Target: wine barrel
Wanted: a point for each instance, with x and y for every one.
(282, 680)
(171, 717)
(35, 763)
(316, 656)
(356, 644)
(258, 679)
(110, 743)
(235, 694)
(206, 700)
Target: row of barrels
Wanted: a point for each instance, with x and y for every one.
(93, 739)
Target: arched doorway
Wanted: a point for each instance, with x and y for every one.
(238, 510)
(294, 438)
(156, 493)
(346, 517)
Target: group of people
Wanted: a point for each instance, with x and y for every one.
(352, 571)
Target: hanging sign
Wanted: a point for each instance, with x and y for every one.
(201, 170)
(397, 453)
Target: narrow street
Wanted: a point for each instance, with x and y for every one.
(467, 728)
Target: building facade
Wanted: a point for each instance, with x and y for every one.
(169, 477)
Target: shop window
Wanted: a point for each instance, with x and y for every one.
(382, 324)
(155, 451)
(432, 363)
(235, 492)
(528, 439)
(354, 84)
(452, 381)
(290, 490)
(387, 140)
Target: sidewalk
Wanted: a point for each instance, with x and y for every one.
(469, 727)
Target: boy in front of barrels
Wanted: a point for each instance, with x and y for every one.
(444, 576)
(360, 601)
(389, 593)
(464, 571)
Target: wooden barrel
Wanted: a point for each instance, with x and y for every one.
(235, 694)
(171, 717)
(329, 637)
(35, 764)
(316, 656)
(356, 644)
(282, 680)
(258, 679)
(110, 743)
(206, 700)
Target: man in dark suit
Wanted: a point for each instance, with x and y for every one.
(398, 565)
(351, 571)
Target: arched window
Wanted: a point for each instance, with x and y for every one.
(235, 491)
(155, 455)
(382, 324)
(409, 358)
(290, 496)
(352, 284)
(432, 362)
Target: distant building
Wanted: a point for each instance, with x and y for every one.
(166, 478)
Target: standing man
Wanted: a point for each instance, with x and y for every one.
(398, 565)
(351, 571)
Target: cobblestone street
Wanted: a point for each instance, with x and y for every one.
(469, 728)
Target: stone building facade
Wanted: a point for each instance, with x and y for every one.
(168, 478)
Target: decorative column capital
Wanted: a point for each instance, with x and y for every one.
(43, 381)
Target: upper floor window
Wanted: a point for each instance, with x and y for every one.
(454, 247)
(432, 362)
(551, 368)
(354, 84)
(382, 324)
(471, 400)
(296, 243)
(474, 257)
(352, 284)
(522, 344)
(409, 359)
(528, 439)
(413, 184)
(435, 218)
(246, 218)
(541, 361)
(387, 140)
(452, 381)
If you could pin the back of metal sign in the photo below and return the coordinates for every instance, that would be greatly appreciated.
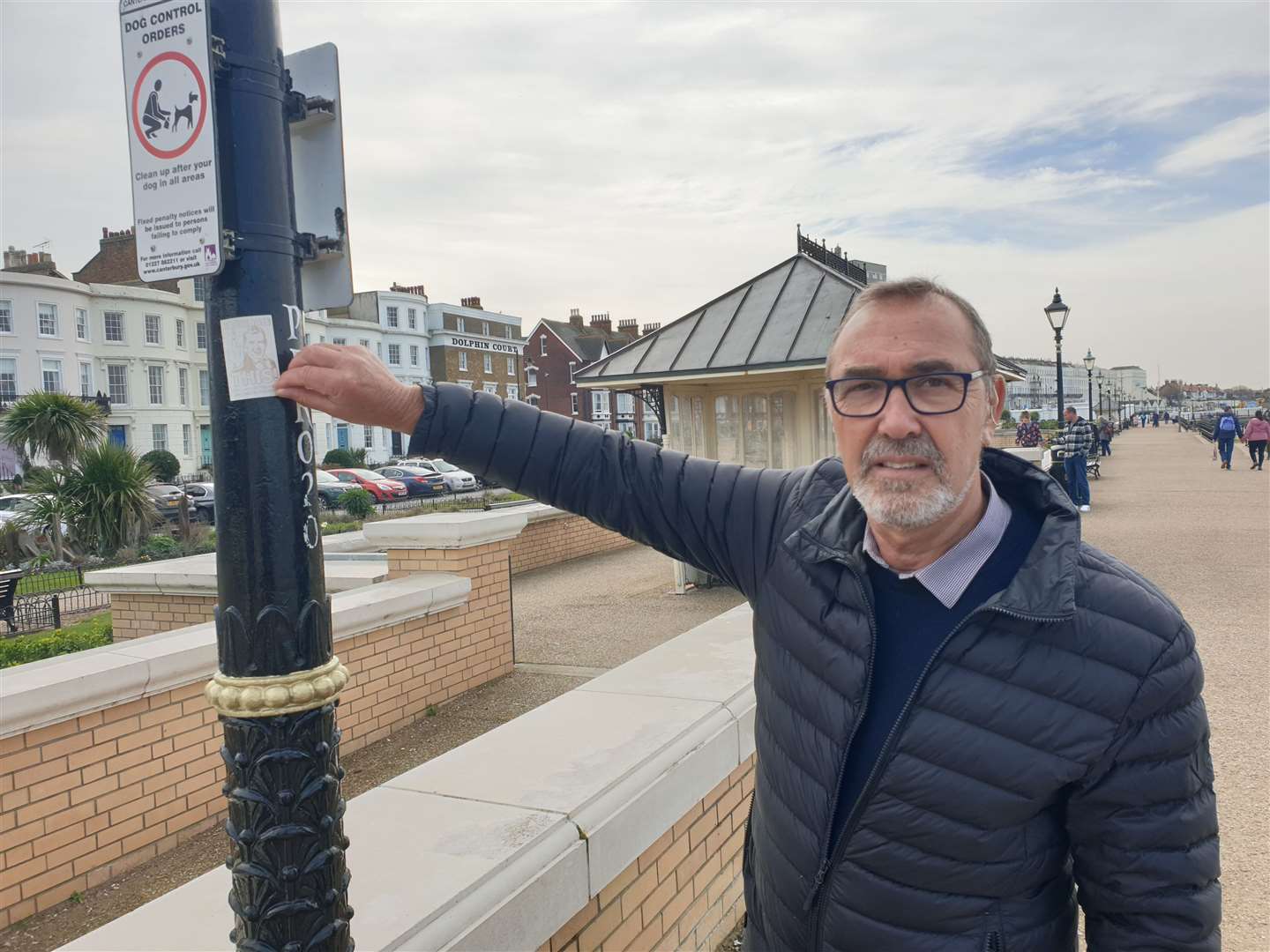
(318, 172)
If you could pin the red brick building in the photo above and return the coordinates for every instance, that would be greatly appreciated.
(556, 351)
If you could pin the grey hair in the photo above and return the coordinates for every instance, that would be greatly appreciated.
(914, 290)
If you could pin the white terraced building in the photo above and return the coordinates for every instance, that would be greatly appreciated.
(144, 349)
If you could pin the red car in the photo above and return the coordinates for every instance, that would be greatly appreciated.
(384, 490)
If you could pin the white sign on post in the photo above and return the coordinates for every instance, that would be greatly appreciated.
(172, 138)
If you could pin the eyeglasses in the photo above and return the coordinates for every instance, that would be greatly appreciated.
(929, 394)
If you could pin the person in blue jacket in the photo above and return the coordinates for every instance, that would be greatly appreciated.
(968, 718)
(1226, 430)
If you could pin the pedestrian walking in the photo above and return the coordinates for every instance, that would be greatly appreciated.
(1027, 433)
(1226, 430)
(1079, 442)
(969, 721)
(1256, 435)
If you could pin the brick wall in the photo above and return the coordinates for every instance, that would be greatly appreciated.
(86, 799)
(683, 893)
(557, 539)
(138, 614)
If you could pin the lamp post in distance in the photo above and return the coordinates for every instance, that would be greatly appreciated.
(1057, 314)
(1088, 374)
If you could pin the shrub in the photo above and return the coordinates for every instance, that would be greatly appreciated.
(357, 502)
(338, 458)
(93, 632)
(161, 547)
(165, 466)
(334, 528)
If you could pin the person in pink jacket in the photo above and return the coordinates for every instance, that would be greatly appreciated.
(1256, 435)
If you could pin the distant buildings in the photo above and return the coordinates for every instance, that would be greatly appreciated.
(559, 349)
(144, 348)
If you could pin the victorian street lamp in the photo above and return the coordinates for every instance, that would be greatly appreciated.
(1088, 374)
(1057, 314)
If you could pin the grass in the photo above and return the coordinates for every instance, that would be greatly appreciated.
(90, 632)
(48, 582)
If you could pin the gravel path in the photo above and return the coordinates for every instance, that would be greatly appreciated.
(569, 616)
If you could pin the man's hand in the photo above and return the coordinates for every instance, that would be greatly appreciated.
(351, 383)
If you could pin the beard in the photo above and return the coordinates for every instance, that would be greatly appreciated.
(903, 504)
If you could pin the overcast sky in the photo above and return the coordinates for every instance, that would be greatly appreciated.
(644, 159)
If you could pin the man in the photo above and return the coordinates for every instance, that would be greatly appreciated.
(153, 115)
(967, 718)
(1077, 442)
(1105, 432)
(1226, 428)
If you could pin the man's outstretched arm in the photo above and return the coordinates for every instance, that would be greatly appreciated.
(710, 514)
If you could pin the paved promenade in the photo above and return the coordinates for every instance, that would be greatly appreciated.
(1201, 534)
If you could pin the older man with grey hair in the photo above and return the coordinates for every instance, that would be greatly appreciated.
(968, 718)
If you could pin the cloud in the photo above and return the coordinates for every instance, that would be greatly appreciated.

+++++

Copy the items verbatim from the line containing "If you could pin the paved" through the final line of the items, with both of those lines included.

▶ **SOLUTION TO THIS TASK**
If you could pin the paved promenade in the photo above and return the coordinates for every instance, that would be greatly appreciated.
(1201, 534)
If you could pin the older man with grey hair in the photo above and return the coordinates for every instance, that would be greatly appreciated.
(968, 718)
If you could pin the cloud in the photo above and return the coordinates for every instance, that would be greatly appreciated.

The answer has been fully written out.